Shaye Cohen believes that Roman law influenced the rulings of the Mishna on the subject of the status of a child conceived through rape. There is a Mishna that assumes that legal paternity only exists if there exists the possibility of a valid marriage between the parents. Since marriage between a Jewish woman and a non-Jewish man isn’t possible, if a woman chose a man with whom she couldn’t have a valid marriage with instead of a Jewish man that she could have a valid marriage with, her children are considered mamzerim. A Jewish man fathering a child with a non-Jewish woman is penalized by having his children considered gentiles, and a Jewish woman whose child is fathered by a gentile is penalized by her children being deemed mamzerim.

Cohen ventures a guess that the rabbis took pity on women raped by Roman soldiers by disputing the ruling for the children of Jewish mothers and gentile fathers being mamzerim, and instead adopting the matrilineal law.

matrilineal

Roman law, at the time of this Mishna, said that a child was only a father’s legal heir if his mother and father were joined in legal marriage. Only Roman citizens were capable of contracting a legal marriage, or conubium. Without such a capacity (e.g. a non-citizen or a slave didn’t have this capacity) the child takes on the status of the mother (if the mother is a non-citizen, so is the child; if the mother is a slave, so is the child). Cohen theorizes that the rabbis who wrote their opinion about matrilineal determination might have taken their cues from Roman law.

○ ○ ○ ○

## Exercises
[a] In the rows below, rewrite the lines from the one containing "One point marks each instance of the outdoor" through the last row, inclusive, with "Record" changed to "Note" and everything else left as is. Return only those lines.
[b] Continue the passage on Roman law and the Mishna's matrilineal rule from its final sentence.

○ ○ ○ ○

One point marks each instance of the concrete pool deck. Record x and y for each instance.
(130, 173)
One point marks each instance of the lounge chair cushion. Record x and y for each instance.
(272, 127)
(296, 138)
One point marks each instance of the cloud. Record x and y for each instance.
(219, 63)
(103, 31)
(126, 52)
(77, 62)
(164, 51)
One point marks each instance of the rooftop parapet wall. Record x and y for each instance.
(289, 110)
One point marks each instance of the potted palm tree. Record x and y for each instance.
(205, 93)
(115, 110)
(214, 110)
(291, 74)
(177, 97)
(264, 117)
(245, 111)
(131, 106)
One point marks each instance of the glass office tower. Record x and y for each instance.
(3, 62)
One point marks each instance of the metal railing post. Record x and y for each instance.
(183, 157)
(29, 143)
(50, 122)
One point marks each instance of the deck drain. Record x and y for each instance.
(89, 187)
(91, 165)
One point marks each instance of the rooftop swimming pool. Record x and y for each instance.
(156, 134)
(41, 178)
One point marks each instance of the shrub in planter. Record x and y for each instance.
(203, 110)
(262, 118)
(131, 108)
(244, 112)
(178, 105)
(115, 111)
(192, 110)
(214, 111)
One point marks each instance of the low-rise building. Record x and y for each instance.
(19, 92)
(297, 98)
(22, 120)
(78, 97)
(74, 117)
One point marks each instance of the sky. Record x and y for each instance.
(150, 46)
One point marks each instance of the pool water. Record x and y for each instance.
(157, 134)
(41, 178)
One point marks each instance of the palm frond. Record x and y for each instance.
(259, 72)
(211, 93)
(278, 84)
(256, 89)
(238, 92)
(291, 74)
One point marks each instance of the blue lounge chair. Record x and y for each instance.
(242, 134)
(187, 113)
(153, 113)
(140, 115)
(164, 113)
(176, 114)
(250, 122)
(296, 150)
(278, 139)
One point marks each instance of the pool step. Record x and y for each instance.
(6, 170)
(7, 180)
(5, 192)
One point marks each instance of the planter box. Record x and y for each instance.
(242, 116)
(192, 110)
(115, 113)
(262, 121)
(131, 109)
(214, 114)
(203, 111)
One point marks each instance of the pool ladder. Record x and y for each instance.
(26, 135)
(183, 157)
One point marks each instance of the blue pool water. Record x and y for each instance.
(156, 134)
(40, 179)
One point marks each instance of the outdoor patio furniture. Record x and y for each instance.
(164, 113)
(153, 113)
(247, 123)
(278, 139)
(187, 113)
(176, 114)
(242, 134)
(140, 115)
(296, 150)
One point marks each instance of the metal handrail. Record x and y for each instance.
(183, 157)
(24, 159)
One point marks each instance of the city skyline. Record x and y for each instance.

○ ○ ○ ○

## Task-by-task answers
[a]
One point marks each instance of the outdoor patio furniture. Note x and y for each instance.
(164, 113)
(153, 113)
(247, 123)
(278, 139)
(187, 113)
(176, 114)
(242, 134)
(140, 115)
(296, 150)
One point marks each instance of the metal handrail. Note x and y for each instance.
(183, 157)
(24, 159)
One point marks each instance of the city skyline. Note x and y for each instance.

[b]
Cohen also gives another possible reasoning in the form of rules for animal breeding and species designation. Scripture prevents breeding between certain types of animals, however if those breeding prohibitions are violated, what is the designation of the offspring? In the Mishna, R. Judah posits that a mule whose mother is a horse and whose father is a donkey may breed with both mules and pure bred horses, as the mule follows the status of its mother. Likewise, in human breeding, the mother also bestows the child’s designation, regardless of who the father is.

It’s tough to actually pinpoint when matrilineal descent actually took hold in Judaism, although it is clear that this wasn’t always the case. The reasons behind why mothers determine Jewish status also seem unclear, although there are those who have tried to offer mystical, sociological, and historical explanations. I myself was given the ruling that there are dissenting opinions about whether a child who has a non-Jewish father and a Jewish mother is still considered Jewish. As such, I had to undergo a conversion before my own wedding in order to satisfy all opinions, according to the posek we asked.

What is clear is that matrilineal descent isn’t a slam dunk victory proving women’s empowerment and influence within Judaism.